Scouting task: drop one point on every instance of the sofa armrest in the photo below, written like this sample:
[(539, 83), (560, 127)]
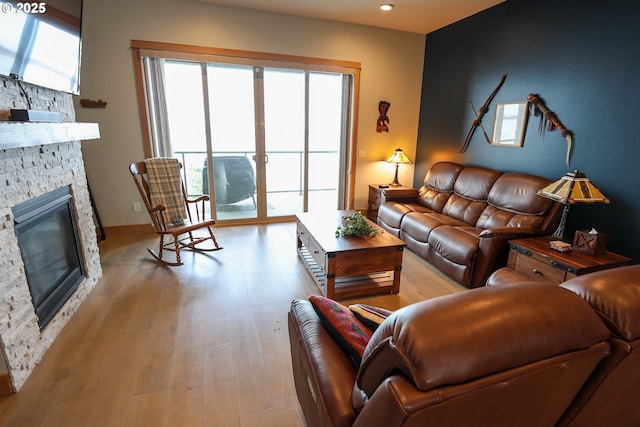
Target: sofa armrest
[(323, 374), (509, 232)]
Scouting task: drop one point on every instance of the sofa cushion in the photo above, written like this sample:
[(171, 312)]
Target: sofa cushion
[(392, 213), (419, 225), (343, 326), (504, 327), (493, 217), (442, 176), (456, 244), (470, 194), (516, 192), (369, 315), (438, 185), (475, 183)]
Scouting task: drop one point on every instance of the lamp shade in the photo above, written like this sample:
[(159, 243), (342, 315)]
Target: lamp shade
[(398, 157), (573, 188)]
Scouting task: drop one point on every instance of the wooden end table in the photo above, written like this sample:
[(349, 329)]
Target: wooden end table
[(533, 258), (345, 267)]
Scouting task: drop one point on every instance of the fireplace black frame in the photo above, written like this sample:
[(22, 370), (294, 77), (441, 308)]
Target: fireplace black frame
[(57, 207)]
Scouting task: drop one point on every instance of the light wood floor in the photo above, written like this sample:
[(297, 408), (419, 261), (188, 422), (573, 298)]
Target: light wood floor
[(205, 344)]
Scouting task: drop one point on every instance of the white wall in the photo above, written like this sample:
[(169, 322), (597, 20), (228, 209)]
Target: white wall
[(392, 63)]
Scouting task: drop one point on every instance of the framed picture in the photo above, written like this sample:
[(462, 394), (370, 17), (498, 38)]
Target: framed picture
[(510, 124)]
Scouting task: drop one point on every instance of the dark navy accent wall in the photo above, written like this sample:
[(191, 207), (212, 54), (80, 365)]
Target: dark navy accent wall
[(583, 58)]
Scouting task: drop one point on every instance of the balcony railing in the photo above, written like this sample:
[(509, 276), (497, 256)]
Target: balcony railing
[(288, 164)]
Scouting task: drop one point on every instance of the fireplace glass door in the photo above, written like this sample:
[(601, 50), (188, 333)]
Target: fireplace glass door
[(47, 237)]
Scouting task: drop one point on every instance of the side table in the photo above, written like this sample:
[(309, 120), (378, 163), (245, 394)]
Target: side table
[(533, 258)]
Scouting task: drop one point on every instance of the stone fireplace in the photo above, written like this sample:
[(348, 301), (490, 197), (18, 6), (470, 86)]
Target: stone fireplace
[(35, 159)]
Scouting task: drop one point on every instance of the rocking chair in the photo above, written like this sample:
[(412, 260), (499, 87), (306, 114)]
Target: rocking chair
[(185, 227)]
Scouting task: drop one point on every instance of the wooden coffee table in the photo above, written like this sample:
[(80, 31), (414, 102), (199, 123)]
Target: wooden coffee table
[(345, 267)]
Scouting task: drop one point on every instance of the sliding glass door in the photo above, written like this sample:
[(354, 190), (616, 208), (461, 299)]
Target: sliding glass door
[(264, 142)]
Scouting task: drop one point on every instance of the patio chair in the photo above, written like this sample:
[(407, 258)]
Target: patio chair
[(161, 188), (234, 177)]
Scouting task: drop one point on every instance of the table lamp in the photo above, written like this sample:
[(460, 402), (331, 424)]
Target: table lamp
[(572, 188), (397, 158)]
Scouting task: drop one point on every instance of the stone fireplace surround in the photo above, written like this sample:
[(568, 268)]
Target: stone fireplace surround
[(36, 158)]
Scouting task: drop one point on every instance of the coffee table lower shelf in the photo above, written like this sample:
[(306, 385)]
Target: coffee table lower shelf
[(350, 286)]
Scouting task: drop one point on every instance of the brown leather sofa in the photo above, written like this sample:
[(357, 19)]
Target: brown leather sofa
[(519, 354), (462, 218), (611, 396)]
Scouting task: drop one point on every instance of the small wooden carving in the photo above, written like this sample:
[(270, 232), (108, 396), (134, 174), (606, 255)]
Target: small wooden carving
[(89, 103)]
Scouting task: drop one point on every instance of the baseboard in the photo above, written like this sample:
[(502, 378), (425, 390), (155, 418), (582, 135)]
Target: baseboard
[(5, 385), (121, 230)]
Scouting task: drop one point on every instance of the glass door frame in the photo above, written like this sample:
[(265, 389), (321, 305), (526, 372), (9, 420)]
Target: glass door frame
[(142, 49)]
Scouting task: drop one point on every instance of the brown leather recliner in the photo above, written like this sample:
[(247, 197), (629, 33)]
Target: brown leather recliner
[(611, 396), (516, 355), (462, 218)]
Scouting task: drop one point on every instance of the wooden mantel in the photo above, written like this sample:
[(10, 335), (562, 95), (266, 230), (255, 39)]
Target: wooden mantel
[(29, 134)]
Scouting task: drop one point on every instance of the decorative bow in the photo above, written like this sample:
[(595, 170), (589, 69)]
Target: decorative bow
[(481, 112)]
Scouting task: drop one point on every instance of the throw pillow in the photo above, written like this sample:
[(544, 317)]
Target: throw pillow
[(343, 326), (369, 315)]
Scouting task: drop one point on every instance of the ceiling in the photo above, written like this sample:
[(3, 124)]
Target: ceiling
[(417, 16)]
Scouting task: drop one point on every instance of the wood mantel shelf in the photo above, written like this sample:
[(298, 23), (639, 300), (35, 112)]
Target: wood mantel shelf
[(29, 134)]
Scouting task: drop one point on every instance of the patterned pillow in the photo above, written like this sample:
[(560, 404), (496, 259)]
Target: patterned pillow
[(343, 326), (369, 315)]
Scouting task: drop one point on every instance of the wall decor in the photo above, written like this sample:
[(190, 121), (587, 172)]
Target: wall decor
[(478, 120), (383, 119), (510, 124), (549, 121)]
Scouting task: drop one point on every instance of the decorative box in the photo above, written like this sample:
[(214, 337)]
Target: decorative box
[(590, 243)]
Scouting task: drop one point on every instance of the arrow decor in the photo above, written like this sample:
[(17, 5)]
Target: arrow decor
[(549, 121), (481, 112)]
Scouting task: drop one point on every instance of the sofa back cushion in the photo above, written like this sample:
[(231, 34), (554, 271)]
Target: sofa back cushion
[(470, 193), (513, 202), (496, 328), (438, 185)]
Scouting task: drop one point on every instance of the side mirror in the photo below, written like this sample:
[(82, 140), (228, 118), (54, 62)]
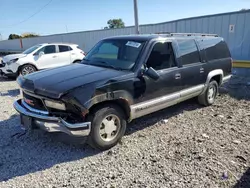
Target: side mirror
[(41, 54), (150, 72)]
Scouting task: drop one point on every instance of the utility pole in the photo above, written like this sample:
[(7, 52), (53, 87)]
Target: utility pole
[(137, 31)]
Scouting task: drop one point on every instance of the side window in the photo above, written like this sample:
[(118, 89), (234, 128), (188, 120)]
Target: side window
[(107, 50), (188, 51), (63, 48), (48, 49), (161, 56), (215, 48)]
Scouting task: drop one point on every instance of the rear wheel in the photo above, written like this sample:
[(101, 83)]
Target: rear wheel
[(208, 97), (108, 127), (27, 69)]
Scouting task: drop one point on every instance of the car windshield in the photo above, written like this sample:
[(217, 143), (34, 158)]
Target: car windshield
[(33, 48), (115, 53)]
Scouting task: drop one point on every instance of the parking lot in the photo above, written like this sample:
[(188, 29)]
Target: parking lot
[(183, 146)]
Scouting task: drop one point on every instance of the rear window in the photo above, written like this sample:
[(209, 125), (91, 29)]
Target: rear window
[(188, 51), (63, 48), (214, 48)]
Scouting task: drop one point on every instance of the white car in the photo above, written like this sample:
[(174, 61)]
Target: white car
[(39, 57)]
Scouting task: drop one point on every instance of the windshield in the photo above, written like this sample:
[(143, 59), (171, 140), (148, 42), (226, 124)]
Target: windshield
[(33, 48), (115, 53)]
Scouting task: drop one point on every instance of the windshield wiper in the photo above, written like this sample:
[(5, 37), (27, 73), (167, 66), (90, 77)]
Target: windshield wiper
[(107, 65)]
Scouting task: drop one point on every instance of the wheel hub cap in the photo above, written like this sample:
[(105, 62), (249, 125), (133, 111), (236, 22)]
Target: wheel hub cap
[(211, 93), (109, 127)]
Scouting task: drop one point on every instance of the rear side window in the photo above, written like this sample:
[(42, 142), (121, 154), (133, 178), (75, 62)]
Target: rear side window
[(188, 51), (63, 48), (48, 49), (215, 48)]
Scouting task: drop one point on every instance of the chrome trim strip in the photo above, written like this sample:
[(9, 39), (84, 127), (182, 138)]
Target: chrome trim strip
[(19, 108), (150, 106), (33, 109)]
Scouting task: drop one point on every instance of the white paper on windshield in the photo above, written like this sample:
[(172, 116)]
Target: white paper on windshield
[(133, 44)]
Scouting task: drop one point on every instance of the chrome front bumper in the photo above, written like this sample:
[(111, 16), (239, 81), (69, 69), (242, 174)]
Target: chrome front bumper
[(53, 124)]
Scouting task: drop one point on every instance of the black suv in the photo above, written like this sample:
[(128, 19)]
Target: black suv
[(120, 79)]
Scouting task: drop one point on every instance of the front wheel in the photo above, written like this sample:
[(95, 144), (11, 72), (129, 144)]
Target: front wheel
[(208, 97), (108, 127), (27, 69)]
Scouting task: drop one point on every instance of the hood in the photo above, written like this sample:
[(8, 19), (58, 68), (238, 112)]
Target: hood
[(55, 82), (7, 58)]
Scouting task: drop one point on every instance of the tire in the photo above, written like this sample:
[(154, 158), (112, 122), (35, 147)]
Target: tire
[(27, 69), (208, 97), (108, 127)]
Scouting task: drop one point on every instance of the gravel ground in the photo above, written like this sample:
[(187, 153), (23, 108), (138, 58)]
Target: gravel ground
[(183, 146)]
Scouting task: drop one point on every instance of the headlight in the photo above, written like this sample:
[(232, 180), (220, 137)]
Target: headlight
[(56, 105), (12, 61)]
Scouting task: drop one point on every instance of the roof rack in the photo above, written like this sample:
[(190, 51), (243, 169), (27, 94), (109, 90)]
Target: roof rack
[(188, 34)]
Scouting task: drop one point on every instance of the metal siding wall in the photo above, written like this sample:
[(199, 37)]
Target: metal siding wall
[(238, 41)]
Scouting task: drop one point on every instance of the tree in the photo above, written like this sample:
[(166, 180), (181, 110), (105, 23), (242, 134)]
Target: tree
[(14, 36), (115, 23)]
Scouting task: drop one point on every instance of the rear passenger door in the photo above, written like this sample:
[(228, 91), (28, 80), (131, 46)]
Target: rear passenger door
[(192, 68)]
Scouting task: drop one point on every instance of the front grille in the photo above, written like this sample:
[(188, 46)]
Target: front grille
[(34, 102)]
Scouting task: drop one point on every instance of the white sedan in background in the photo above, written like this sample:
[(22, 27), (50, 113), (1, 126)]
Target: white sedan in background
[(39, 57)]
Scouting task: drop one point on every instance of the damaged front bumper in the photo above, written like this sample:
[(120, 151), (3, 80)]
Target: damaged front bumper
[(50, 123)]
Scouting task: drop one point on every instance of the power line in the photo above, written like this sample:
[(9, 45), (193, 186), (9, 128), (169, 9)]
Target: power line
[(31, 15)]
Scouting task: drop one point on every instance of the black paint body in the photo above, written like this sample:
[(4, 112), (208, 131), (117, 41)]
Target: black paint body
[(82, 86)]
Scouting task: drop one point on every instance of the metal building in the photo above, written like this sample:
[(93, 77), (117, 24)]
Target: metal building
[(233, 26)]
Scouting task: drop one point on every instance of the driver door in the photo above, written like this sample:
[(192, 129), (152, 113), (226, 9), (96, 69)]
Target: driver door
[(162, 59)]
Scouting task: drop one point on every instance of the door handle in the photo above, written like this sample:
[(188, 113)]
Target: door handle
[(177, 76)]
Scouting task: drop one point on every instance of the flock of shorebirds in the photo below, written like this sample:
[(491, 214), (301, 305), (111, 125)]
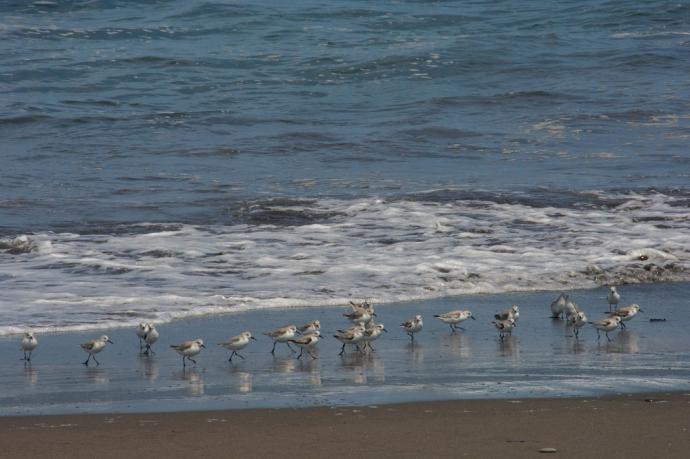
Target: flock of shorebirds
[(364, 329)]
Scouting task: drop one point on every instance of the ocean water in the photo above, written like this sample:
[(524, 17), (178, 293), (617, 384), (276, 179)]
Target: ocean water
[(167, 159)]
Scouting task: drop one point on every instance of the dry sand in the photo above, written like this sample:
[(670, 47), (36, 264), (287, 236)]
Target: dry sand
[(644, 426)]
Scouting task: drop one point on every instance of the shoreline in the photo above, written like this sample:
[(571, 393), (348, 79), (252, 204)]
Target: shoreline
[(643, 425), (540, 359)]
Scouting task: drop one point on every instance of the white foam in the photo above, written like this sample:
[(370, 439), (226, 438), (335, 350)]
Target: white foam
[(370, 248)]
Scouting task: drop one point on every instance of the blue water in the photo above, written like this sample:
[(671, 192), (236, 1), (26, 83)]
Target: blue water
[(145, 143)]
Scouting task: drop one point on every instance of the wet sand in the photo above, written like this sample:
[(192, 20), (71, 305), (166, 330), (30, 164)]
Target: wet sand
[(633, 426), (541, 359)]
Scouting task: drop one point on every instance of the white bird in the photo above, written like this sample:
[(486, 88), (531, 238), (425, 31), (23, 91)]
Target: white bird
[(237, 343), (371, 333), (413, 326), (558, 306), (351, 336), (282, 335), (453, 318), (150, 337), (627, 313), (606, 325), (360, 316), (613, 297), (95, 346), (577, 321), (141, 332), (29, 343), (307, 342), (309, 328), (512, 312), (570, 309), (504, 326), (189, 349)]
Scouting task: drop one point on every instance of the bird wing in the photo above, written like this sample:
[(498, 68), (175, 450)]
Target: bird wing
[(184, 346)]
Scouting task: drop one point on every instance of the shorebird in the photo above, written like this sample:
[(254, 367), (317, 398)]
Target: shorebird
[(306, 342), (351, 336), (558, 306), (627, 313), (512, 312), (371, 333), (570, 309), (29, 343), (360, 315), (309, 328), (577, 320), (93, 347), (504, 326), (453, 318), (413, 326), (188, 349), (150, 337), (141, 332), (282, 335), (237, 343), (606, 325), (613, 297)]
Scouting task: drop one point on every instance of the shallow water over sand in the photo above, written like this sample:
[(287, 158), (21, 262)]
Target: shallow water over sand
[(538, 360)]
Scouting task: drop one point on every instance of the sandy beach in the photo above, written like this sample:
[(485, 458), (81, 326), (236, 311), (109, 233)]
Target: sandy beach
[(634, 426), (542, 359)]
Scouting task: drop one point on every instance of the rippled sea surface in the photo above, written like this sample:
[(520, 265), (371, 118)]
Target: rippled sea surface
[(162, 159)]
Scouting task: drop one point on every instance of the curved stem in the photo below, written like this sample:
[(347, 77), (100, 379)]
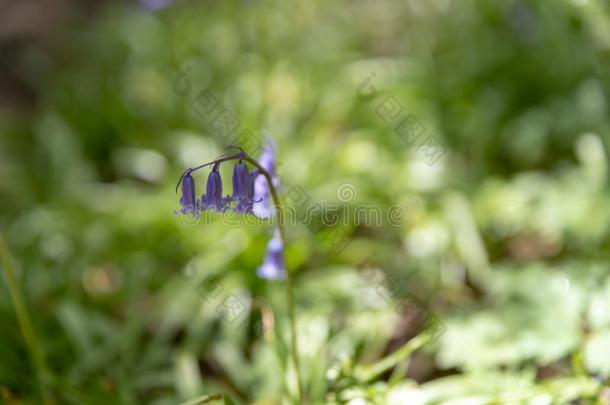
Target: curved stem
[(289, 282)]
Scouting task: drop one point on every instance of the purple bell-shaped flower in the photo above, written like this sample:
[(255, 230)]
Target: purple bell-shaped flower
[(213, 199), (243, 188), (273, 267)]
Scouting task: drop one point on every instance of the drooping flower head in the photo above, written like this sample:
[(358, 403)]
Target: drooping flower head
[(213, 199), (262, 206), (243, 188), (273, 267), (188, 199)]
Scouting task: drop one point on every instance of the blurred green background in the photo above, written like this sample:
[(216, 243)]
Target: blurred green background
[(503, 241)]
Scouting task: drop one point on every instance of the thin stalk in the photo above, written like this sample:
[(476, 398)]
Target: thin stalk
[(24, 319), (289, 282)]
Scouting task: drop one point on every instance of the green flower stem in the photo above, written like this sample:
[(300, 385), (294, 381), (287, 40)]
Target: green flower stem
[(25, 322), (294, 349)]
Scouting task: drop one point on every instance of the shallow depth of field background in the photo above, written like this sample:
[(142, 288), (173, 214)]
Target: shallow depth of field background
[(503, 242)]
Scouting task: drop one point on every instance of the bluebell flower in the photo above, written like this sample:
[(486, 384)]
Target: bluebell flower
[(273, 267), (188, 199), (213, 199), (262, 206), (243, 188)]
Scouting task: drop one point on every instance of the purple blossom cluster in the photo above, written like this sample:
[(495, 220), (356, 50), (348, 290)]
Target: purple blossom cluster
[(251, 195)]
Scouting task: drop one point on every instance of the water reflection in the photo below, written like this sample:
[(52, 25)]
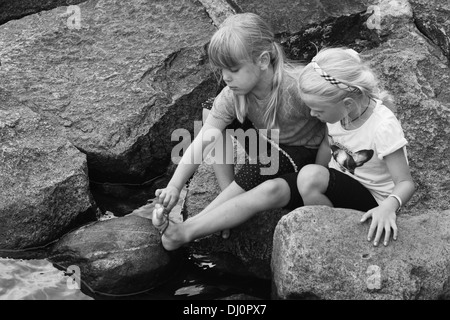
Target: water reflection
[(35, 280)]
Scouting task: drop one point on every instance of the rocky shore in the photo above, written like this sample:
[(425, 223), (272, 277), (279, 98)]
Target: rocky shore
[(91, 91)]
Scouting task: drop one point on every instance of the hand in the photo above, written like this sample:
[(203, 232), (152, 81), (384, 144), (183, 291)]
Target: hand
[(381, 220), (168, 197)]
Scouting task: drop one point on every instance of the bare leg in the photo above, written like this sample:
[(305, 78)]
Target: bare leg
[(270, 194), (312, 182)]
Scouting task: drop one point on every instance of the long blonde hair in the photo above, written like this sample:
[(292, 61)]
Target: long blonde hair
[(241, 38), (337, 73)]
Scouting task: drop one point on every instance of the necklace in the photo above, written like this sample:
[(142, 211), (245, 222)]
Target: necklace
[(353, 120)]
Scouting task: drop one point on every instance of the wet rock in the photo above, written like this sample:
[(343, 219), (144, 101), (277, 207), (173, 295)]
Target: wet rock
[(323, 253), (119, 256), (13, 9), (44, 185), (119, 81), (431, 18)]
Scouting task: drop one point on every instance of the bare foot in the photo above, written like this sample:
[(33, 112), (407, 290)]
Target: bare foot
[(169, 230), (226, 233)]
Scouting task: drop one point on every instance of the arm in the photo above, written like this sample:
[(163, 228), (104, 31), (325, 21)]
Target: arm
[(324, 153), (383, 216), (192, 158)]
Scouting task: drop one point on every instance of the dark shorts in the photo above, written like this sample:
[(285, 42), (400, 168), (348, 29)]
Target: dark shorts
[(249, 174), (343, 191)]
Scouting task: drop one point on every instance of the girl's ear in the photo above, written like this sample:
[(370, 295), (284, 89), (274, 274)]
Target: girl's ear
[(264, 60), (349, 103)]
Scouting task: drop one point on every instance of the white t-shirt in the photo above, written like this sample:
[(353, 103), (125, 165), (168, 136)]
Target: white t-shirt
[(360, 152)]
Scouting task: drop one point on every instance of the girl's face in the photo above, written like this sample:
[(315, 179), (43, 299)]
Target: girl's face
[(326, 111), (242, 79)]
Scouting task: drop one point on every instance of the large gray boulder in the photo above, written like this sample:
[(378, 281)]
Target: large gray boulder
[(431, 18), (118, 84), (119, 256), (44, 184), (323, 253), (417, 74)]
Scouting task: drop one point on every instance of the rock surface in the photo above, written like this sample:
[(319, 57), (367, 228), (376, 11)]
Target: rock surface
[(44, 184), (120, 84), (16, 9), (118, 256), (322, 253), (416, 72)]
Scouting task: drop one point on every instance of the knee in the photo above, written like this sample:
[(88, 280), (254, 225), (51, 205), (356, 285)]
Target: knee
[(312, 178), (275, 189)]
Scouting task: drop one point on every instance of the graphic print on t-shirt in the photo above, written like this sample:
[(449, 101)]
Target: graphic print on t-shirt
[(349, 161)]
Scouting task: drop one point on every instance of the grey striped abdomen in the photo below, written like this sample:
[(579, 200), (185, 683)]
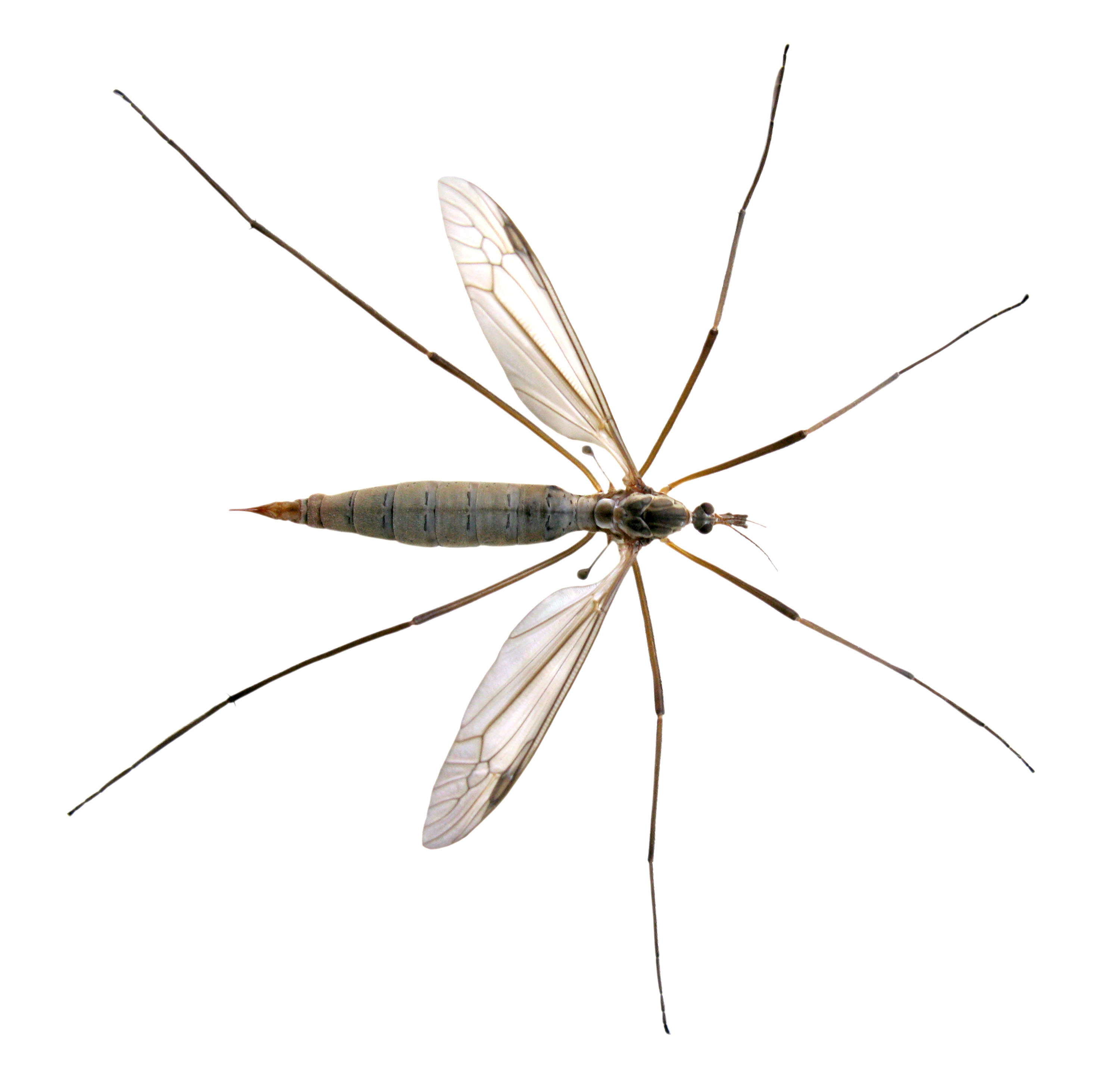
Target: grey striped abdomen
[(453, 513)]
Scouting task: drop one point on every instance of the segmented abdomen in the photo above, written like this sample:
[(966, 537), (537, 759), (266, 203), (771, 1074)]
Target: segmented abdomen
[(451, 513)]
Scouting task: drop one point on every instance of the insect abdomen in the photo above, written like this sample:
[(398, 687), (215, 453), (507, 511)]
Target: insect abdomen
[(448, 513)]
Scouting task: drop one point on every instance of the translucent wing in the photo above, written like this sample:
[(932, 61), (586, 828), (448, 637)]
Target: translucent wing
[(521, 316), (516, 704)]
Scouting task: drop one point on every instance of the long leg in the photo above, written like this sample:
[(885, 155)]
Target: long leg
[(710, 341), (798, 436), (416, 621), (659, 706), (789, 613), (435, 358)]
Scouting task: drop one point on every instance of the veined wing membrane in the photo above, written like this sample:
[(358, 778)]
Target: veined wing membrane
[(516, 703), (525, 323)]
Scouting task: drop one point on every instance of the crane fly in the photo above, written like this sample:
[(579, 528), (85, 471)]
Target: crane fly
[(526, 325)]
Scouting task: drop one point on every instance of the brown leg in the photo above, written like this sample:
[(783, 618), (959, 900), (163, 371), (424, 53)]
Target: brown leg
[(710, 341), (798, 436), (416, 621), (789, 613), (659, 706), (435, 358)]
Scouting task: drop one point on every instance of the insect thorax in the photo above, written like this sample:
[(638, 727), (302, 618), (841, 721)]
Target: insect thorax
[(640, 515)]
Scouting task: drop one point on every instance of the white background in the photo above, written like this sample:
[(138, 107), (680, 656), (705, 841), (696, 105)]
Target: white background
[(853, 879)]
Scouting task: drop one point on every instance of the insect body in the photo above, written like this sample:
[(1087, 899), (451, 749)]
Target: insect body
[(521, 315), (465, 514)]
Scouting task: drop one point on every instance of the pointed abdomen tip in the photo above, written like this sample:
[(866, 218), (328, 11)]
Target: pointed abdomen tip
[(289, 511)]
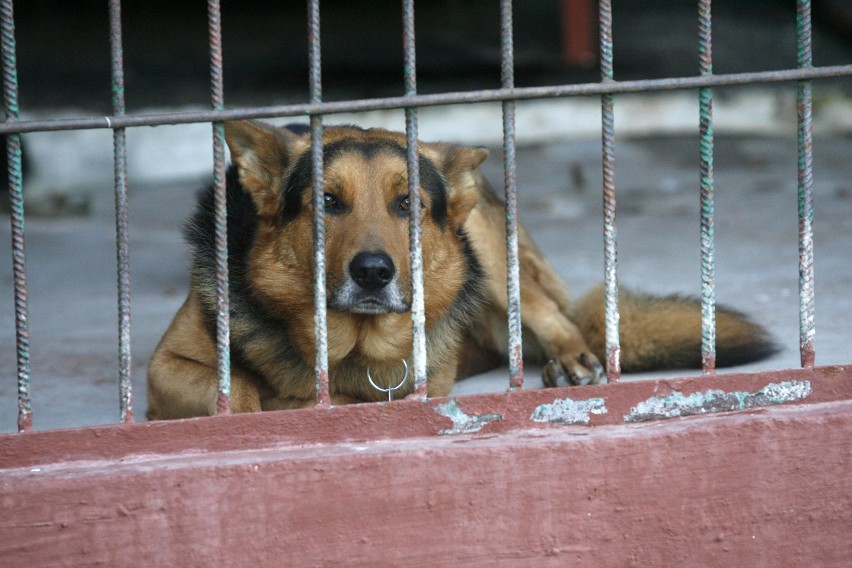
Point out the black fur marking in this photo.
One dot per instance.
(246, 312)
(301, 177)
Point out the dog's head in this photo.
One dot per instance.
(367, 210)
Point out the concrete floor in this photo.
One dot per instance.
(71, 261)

WHAT THE TASK ASKS: Set down, exactly as they stand above, the lines starting with the line with "the long blonde" and going on through the line with "Scouting task: drop one point on every instance of the necklace", and no others.

WRITTEN SOLUTION:
Scouting task: drop one point on every instance of the long blonde hair in the photo above, written like this sample:
[(292, 61)]
Target: long blonde hair
[(241, 38), (337, 73)]
Scouting task: drop one point on every instance of the necklace in the photo above, written like this sample:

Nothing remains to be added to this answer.